◆ WHAT TO WORK ON
Where a picture appears, leave it out, and transcribe all the lines below exactly.

◆ AVAILABLE RECORDS
"""

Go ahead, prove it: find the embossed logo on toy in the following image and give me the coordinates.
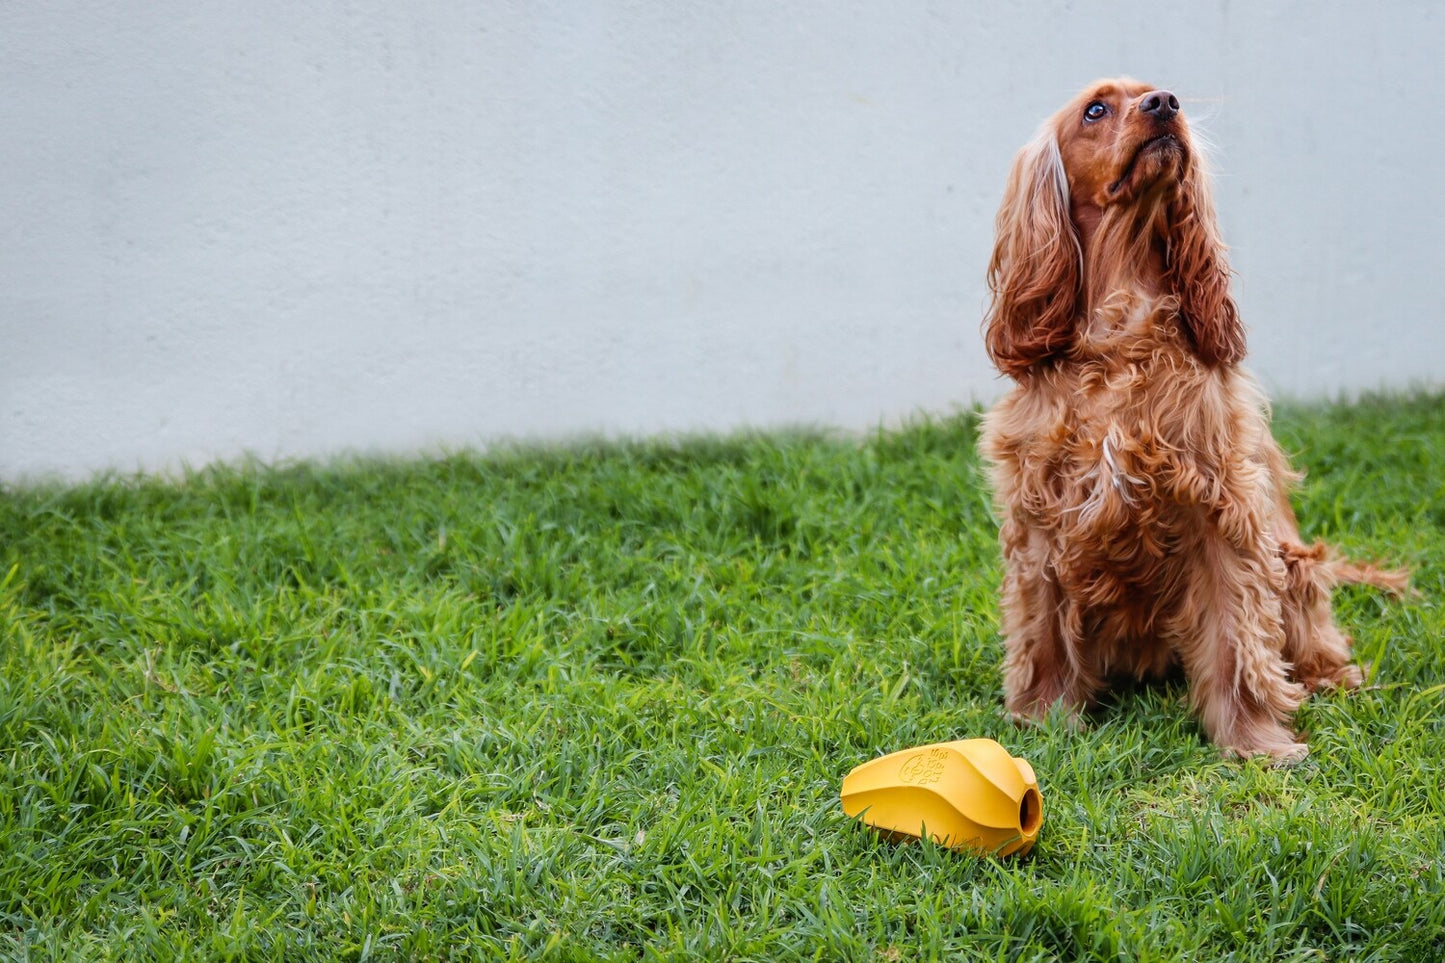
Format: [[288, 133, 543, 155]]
[[897, 747, 949, 786]]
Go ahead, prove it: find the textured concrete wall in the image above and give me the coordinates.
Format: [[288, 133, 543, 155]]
[[3, 2, 1441, 479]]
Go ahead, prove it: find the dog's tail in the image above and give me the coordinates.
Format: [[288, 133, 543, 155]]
[[1321, 557, 1413, 596], [1286, 540, 1412, 596]]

"""

◆ EXERCISE RESPONSE
Go ahead, prove it: find the embossed logo on toy in the following image and give me the coordinates.
Format: [[288, 133, 543, 155]]
[[897, 747, 949, 786]]
Go ahead, prove it: find the textured concrete wall in the image above and give me the coordinates.
Format: [[288, 133, 543, 155]]
[[3, 2, 1441, 479]]
Go ahead, prove it: find the dog's tail in the image above and give me the coordinates.
Format: [[288, 133, 543, 155]]
[[1321, 557, 1413, 596], [1286, 540, 1412, 596]]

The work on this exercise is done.